**SHORT EXERCISE:** Pick out every line in the listing below that contains the word "Give", and copy each of those lines in full.

[Object outline annotations]
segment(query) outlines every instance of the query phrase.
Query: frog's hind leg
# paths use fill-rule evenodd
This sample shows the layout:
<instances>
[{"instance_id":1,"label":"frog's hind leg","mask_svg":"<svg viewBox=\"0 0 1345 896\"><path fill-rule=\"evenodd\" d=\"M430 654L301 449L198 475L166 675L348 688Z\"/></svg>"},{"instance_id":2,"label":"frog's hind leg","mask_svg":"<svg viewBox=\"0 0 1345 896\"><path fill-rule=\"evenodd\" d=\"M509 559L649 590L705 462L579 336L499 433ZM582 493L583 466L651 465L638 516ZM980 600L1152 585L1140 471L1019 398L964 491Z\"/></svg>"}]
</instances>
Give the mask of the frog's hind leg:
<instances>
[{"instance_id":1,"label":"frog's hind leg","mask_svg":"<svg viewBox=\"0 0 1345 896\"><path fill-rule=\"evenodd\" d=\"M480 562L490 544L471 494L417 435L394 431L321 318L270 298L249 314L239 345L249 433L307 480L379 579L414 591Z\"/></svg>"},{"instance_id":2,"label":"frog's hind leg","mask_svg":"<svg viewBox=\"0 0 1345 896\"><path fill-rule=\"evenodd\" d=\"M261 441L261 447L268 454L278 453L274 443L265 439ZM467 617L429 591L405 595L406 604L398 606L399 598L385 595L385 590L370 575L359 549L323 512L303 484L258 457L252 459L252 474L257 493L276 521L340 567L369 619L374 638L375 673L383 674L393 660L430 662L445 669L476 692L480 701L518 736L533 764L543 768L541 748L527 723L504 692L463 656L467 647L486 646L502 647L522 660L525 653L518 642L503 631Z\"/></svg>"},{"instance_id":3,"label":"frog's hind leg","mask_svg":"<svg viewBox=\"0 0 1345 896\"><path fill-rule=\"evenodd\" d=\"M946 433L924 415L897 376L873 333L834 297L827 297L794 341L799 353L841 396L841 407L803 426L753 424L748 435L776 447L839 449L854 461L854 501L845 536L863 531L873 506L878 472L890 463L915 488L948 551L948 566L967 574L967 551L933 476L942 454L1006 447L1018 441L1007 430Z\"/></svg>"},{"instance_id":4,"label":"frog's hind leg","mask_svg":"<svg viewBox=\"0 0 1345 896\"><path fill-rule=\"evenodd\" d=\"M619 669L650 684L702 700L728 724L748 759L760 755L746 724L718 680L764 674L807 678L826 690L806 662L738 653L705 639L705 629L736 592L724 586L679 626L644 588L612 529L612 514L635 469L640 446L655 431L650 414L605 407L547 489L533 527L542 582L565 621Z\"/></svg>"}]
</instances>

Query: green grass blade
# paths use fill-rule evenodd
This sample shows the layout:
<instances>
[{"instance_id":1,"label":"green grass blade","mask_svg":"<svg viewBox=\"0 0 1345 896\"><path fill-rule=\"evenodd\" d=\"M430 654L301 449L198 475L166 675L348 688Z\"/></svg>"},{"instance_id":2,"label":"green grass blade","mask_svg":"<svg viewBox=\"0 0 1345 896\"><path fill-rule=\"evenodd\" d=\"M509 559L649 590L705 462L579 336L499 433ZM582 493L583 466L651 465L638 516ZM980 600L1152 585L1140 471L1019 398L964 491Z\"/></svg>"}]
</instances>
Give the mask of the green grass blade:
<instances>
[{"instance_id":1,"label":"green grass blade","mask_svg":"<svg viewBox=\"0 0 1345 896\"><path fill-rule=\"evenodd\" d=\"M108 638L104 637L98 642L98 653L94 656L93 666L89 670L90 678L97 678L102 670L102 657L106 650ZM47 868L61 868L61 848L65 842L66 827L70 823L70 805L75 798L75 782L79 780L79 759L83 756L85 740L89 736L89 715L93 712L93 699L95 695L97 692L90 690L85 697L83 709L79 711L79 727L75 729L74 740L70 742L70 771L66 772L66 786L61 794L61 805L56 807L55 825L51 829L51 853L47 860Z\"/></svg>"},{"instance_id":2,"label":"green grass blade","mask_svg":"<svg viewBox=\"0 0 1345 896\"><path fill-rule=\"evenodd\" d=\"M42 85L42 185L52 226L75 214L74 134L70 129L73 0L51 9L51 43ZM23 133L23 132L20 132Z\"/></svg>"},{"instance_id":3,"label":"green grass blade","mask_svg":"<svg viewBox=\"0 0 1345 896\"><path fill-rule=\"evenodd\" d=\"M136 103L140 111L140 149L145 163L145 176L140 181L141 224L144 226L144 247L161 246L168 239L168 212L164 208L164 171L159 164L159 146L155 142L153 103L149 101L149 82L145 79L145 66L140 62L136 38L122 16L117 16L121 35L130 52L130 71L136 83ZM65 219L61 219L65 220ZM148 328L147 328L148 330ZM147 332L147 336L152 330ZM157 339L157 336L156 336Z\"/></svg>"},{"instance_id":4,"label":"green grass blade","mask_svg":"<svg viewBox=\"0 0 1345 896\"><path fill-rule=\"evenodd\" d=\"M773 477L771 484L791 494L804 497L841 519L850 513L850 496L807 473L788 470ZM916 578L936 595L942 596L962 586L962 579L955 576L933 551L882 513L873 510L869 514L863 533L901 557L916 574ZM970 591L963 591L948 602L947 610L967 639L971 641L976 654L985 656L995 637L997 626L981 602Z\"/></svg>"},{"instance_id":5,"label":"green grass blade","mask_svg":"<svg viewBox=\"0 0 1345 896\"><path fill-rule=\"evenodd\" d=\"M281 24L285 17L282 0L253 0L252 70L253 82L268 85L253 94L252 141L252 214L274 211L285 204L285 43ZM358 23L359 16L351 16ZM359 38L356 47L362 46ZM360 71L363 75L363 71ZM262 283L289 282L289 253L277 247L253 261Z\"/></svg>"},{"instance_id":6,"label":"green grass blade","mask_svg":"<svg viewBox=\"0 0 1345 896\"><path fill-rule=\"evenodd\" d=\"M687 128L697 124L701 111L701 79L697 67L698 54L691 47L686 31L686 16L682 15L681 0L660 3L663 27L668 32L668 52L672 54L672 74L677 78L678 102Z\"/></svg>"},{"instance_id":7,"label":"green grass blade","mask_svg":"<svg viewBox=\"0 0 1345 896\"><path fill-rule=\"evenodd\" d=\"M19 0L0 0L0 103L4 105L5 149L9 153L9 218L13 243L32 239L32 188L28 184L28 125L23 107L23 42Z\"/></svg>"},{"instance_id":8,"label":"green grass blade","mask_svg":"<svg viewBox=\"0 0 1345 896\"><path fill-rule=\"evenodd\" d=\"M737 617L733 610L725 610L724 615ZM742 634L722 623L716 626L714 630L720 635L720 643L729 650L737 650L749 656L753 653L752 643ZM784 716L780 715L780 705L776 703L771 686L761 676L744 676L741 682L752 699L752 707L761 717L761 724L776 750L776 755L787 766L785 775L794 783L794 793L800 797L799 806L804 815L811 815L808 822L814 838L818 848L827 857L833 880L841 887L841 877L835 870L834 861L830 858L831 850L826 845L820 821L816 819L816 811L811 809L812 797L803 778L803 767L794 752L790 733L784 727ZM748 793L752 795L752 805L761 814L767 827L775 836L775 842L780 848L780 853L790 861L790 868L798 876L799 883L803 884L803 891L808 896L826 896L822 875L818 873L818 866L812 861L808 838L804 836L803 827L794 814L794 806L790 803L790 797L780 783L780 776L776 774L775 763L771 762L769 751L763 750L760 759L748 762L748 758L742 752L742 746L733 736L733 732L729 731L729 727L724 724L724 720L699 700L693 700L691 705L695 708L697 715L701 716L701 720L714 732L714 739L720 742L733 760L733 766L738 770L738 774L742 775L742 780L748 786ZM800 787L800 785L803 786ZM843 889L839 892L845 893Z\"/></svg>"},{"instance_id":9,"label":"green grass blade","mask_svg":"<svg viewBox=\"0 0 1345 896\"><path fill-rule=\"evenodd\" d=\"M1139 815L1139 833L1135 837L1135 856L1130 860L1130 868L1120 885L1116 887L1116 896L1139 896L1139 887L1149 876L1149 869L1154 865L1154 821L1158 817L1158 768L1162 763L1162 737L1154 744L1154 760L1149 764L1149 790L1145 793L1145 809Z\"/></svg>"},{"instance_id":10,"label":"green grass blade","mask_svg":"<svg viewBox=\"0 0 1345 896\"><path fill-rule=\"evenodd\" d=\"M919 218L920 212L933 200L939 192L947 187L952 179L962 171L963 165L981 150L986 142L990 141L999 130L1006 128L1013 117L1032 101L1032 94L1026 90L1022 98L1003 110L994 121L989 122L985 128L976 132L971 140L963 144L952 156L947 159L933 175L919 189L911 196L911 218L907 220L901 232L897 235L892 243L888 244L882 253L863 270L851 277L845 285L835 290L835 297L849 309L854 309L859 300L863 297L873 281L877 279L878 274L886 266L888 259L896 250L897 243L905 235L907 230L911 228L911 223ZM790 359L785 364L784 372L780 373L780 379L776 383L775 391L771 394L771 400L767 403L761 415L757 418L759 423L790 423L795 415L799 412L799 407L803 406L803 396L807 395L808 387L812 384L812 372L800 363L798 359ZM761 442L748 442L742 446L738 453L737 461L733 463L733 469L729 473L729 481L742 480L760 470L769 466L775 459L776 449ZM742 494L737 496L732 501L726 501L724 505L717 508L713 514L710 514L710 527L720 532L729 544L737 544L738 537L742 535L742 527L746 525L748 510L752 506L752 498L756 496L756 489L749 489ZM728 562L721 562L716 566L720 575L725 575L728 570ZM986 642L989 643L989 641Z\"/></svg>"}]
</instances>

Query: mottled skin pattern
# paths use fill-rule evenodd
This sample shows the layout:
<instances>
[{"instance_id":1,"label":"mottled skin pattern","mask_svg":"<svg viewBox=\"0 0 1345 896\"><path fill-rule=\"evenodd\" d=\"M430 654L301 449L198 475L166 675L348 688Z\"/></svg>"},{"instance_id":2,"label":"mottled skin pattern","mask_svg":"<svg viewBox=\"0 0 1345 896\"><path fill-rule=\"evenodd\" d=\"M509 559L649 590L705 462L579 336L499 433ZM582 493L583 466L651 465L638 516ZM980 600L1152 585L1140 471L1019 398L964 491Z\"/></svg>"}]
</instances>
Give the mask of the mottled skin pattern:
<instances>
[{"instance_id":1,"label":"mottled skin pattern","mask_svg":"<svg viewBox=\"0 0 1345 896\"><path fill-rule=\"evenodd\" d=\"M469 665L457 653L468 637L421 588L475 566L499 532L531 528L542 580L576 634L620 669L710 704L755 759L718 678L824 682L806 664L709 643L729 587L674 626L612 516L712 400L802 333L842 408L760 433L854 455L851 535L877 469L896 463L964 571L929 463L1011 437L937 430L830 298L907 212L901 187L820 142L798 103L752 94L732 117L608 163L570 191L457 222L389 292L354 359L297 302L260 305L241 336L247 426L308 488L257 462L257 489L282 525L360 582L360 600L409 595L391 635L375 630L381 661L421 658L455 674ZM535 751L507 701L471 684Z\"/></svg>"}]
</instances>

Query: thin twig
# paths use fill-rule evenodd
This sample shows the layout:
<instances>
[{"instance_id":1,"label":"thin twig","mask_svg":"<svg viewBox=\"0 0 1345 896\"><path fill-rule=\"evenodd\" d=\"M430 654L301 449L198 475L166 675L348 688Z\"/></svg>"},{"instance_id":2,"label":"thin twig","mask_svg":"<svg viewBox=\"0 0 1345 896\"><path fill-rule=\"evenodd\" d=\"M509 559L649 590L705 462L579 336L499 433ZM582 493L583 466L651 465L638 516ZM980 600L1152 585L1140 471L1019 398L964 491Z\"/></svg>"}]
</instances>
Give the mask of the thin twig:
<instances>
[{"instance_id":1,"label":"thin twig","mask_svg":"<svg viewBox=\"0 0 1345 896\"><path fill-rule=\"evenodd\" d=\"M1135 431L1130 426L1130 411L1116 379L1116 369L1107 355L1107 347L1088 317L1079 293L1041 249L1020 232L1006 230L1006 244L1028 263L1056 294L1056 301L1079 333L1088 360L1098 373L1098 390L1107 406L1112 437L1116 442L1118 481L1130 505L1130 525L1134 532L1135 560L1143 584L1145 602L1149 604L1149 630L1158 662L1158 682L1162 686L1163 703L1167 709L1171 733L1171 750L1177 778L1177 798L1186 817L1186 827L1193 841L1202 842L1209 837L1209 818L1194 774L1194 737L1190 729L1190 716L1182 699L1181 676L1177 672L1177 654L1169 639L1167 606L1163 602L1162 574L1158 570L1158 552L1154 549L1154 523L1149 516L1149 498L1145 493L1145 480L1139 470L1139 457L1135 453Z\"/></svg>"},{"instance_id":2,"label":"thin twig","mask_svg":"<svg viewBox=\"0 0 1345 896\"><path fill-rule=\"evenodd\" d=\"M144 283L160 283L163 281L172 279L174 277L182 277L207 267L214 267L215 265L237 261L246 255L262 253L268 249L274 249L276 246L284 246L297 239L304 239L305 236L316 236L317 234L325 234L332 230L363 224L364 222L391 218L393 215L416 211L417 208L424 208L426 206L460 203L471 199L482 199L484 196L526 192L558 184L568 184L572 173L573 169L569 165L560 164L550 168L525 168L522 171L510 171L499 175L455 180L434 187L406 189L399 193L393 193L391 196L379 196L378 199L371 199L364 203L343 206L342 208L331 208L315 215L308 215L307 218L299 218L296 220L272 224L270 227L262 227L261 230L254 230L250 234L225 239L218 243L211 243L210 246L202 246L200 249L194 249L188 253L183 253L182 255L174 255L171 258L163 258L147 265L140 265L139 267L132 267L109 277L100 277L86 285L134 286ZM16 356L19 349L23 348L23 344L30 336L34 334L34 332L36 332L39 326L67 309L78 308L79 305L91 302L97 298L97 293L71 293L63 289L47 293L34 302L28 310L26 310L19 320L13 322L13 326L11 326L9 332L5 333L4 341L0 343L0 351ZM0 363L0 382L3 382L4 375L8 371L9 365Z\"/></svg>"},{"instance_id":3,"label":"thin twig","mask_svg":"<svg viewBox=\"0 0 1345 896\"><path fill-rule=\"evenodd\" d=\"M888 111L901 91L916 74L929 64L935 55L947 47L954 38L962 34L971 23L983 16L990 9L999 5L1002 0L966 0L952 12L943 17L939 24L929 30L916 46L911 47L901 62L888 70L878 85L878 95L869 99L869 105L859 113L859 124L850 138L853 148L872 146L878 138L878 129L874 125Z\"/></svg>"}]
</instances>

**THE RESULT:**
Give the mask of the frog's hind leg:
Give the mask of the green grass blade:
Give the mask of the mottled skin pattern:
Give the mask of the thin twig:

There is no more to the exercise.